Boundary labeling items:
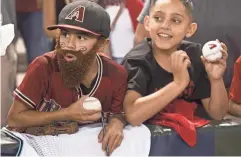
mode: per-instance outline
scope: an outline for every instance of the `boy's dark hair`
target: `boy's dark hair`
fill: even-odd
[[[153,7],[158,0],[153,0],[151,3],[151,7]],[[193,11],[194,11],[194,6],[192,0],[180,0],[180,2],[185,6],[188,15],[193,18]]]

**Task details**
Render every line of the entries above as a numbered list, skipping blank lines. Omit the pictures.

**Response to this exercise**
1. mode: per-instance outline
2. scope: an outline for every instance of the `boy's dark hair`
3. target: `boy's dark hair`
4. fill: even-odd
5. [[[153,7],[158,0],[153,0],[151,3],[151,7]],[[193,11],[194,11],[194,6],[192,0],[180,0],[180,2],[185,6],[188,15],[193,18]]]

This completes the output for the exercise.